What needs to be done:
Every entry below should be repeated exactly; the pictures should not.

Rows from a pointing dataset
__________

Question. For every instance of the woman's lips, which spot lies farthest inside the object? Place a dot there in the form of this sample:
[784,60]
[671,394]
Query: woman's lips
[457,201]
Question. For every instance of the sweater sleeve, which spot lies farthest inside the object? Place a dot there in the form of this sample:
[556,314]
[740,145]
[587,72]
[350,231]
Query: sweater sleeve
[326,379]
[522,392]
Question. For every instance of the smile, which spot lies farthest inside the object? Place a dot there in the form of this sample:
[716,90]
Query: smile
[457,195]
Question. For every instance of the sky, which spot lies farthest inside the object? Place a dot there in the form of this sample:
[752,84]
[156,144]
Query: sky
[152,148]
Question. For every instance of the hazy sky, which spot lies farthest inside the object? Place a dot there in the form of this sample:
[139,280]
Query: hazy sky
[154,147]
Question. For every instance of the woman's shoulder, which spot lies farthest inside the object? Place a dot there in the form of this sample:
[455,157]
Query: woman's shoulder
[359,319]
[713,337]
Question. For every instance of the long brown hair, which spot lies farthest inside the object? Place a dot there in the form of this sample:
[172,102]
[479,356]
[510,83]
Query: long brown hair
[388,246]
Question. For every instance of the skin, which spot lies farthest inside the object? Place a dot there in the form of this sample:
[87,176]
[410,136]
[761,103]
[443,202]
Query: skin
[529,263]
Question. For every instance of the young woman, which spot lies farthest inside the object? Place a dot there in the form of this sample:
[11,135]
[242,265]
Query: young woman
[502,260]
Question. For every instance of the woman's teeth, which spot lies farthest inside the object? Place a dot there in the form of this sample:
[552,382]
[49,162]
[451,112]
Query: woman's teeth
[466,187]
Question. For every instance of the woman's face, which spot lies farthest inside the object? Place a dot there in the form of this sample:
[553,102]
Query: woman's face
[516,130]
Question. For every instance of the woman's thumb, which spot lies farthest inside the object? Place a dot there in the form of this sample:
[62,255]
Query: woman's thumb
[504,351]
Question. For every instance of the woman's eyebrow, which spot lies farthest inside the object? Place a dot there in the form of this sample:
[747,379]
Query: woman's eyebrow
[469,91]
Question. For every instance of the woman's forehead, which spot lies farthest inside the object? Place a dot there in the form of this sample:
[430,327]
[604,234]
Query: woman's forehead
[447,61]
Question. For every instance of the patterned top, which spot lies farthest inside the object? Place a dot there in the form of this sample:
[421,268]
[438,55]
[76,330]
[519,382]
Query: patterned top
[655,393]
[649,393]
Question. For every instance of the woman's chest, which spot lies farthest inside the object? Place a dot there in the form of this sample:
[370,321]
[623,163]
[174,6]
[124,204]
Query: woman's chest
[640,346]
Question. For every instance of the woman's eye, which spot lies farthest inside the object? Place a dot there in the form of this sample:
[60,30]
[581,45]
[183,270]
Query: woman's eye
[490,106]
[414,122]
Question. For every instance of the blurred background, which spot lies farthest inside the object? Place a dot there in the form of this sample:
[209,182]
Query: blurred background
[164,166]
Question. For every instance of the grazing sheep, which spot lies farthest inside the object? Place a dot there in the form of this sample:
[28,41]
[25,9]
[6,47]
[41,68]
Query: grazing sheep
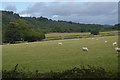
[115,44]
[106,41]
[96,39]
[117,49]
[59,43]
[85,49]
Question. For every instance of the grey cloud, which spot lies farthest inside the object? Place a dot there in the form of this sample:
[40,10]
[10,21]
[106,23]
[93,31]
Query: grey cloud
[87,12]
[11,8]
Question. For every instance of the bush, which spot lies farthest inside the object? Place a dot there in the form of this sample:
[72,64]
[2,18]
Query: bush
[95,32]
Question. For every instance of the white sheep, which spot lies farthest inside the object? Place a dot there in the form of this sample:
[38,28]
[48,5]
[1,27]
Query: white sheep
[60,43]
[117,49]
[115,44]
[106,41]
[85,49]
[96,39]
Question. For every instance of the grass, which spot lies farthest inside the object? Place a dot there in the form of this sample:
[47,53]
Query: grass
[48,55]
[59,36]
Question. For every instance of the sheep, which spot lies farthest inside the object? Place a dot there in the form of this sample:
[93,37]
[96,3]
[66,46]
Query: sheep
[115,44]
[117,49]
[60,43]
[96,39]
[106,41]
[85,49]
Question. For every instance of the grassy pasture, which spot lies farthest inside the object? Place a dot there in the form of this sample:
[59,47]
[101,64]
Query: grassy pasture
[58,36]
[48,55]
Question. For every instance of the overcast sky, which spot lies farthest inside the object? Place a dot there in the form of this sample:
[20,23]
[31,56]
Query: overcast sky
[82,12]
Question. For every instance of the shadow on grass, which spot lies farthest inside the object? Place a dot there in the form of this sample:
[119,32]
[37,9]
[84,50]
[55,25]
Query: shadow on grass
[83,72]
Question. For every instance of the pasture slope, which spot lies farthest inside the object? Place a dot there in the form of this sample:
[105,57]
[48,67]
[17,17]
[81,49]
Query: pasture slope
[48,55]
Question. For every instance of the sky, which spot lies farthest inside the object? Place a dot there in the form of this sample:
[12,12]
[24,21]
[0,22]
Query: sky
[105,13]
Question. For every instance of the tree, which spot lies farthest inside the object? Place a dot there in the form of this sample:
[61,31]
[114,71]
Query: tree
[33,35]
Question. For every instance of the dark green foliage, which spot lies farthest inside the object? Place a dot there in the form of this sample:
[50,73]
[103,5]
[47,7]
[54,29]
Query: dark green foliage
[33,35]
[83,72]
[19,31]
[95,32]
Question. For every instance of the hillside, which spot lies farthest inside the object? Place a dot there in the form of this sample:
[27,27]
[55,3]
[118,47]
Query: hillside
[48,25]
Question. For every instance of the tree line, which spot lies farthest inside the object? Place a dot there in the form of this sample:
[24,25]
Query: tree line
[16,28]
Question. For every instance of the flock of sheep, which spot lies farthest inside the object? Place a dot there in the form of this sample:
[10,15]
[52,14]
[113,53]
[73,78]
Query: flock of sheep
[86,49]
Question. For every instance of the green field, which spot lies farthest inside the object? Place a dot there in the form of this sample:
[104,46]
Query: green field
[48,55]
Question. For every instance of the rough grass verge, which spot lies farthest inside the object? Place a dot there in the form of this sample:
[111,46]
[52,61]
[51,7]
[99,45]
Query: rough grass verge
[83,72]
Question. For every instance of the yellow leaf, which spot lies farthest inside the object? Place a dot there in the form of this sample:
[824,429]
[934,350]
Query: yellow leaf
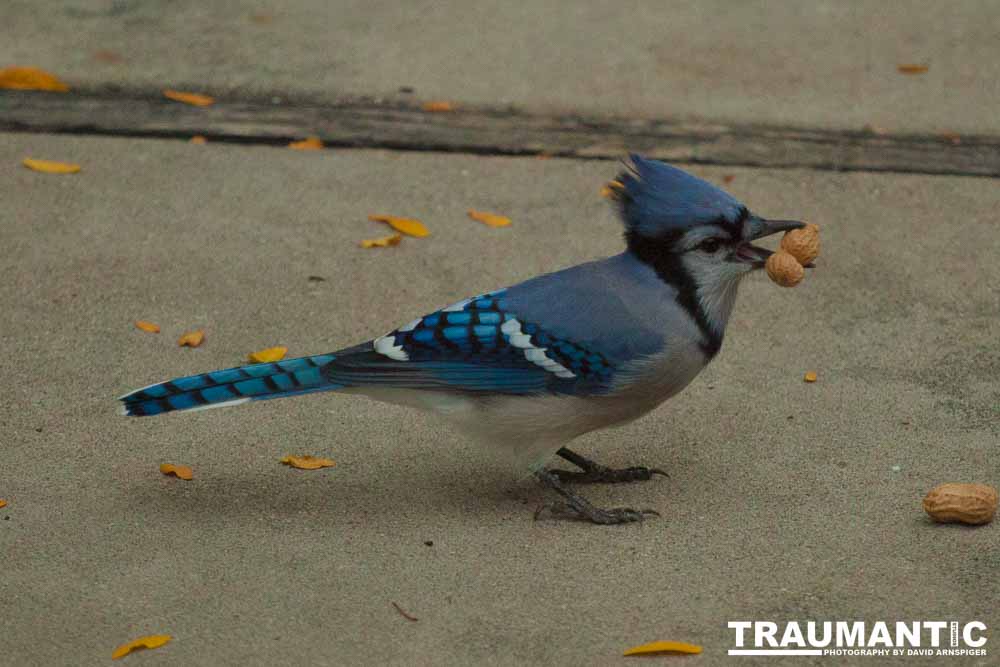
[663,647]
[50,167]
[194,99]
[30,78]
[490,219]
[183,472]
[383,242]
[408,226]
[152,641]
[438,106]
[307,144]
[612,189]
[268,355]
[148,327]
[192,338]
[307,462]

__________

Exercise answer:
Question. For every instance of the woman's lips, which spot lies farthest inside the object? Place a dot there in the form of this sample:
[784,60]
[671,394]
Query: woman's lips
[457,201]
Question. For every instance of the sweater sleeve, which spot lies farthest inside the object? Place a dot there in the form of this sample:
[556,314]
[740,145]
[587,72]
[350,231]
Query: sweater sleeve
[326,379]
[522,392]
Question. For every instance of the smile, which spot lies farthest inside the object? Place a dot there in the form of this sample:
[716,90]
Query: smile
[457,195]
Question. For every instance of the sky, which spot lies farthest inside the object? Place a dot there in the form of this sample:
[752,84]
[156,144]
Query: sky
[152,148]
Question. For every instance of the hazy sky, which spot lies farthest inside the object? Place a dot there in the form of this sample:
[139,280]
Query: hazy sky
[154,147]
Question. For every instance of the woman's shoulder, which spot lies farthest inside the object? Place a dot there in the form of this sample:
[455,157]
Query: woman's shoulder
[359,319]
[713,337]
Question. For every instance of the long brown hair, which spot lies farthest inside the object? Place a dot there in the form of this sample:
[172,102]
[479,356]
[510,83]
Query: long brown hair
[388,246]
Question. For every instance of the skin, which spot lies farthest inside the object? Place a dot there in the form of this sample:
[87,176]
[410,136]
[761,103]
[443,202]
Query: skin
[529,263]
Question. For every instance of the young woman, which spot lies farthest inside the object? Place a dot there in the form of this sample:
[11,135]
[242,265]
Query: young woman
[502,260]
Question. For every instance of the woman's teeth, which spot lies farthest inside the object? Place a dot there in the form of this sample:
[552,382]
[49,162]
[451,112]
Query: woman's teeth
[466,187]
Question. For every instance of the woman's face, which spot lies farthest inside the object? Place a dot there in the form of this sample:
[553,102]
Query: woman's face
[516,130]
Question. For every instance of the woman's thumb, which spot lies farthest inside the object? Place a dot there in the form of this sample:
[62,255]
Query: woman's thumb
[504,351]
Question. For every instance of the woman's eyebrow, which spot lies farthest inside the object? Place a dot there in the form of this sample:
[747,379]
Query: woman's eyebrow
[469,91]
Question. For every instance of the woman's forehead, which spot lies farthest inside the object? Place a dot there in the form of this sample:
[430,327]
[604,234]
Query: woman's forehead
[447,61]
Question. For every instance of the patterned top, which spot lies farthest inside the object? Place a dot there in the form of this sample:
[421,268]
[438,55]
[76,330]
[519,382]
Query: patterned top
[655,393]
[649,393]
Question. For every instance of the woman's chest, which spot lies farthest inside the object? Place a dot there in the form of this sample:
[370,321]
[623,163]
[174,6]
[124,204]
Query: woman's chest
[640,346]
Question. For every instance of the woman's eye, which spot lies farthest inside the object? Place a dot there in the form of this sample:
[60,30]
[581,45]
[183,270]
Query: woman's eye
[490,106]
[414,122]
Question. For every instance of the blurred background, which spot lies farthest inside the object? Place a dot there in the form of this sample:
[209,182]
Query: blurred background
[164,166]
Question. For every instance of the grazing sheep, which spot lies farthest inside the object? Place a dot there in the form of this sample:
[28,41]
[25,9]
[6,47]
[41,68]
Query: grazing sheep
[115,44]
[106,41]
[96,39]
[117,49]
[59,43]
[85,49]
Question. For every instance of the grey cloud, which spot lies farthest inside the object? Place a dot there in the form of this sample:
[40,10]
[10,21]
[106,23]
[93,31]
Query: grey cloud
[87,12]
[11,8]
Question. For every instance of the bush, which spot lies farthest inside the object? Place a dot there in the form of this sample:
[72,64]
[2,18]
Query: bush
[95,32]
Question. For every instance of the white sheep, which spot lies farthest inside the object? Place a dot there in the form of this sample:
[38,28]
[48,5]
[1,27]
Query: white sheep
[60,43]
[117,49]
[115,44]
[106,41]
[85,49]
[96,39]
Question. For every instance of the grass, which spot lies farthest inside the object? Place a dot there in the form of this sample:
[47,53]
Query: grass
[48,55]
[59,36]
Question. For every instance of the sheep, which spot lies farthest inside the object? Place a dot there in the form of this sample:
[93,37]
[96,3]
[66,46]
Query: sheep
[115,44]
[117,49]
[60,43]
[96,39]
[106,41]
[85,49]
Question. For every instance of the grassy pasture, which spot lies farthest inside the object? Place a dot there in the form of this sample:
[59,47]
[101,64]
Query: grassy pasture
[58,36]
[48,55]
Question. For every instance of the overcast sky, which spot lies farthest inside the object? Place a dot there in the form of this sample:
[20,23]
[31,56]
Query: overcast sky
[82,12]
Question. For every instance of the shadow on grass, which spot lies farthest inside the object? Place a dot there in the form of this sample:
[119,32]
[37,9]
[84,50]
[55,25]
Query: shadow on grass
[83,72]
Question. For every instance of the pasture slope, which spot lies farthest inside the object? Place a dot there in the form of this sample:
[105,57]
[48,67]
[17,17]
[81,49]
Query: pasture slope
[48,55]
Question. For every instance of the sky, which spot lies farthest inside the object? Place a dot there in the form of this sample:
[12,12]
[24,21]
[0,22]
Query: sky
[105,13]
Question. For every instance of the tree, which spot lies farthest inside the object? Place a dot there in the form of this sample:
[61,31]
[114,71]
Query: tree
[33,35]
Question. For every instance of the dark green foliage, which spot lies farthest inside the object? Place a dot there in the form of this sample:
[50,73]
[103,5]
[47,7]
[54,29]
Query: dark green foliage
[33,35]
[83,72]
[19,31]
[95,32]
Question. For every instance of the hillside, which spot lies farthest inside the object? Place a dot there in the form of this sample:
[27,27]
[55,3]
[118,47]
Query: hillside
[48,25]
Question. For every instance of the tree line, which spot lies farthest inside the object? Place a dot there in the form of this sample:
[24,25]
Query: tree line
[16,28]
Question. For every instance of the flock of sheep, which spot lies farthest inside the object? Place a dot there in the form of this sample:
[10,15]
[52,14]
[113,53]
[73,78]
Query: flock of sheep
[86,49]
Question. For every instance of the green field, which spot lies farthest inside the object? Place a dot there in the form of this sample:
[104,46]
Query: green field
[48,55]
Question. For every instance of the rough grass verge, which spot lies farthest inside the object? Place a dot there in the form of this sample:
[111,46]
[52,61]
[51,7]
[99,45]
Query: rough grass verge
[83,72]
Question. For every instance of the yellow leaf, which spot lies farthest inside the object? Place a dot there in the form of this sample:
[824,429]
[934,350]
Query: yellow leaf
[663,647]
[50,167]
[194,99]
[30,78]
[490,219]
[183,472]
[383,242]
[408,226]
[152,641]
[438,106]
[307,144]
[612,189]
[268,355]
[148,327]
[192,338]
[307,462]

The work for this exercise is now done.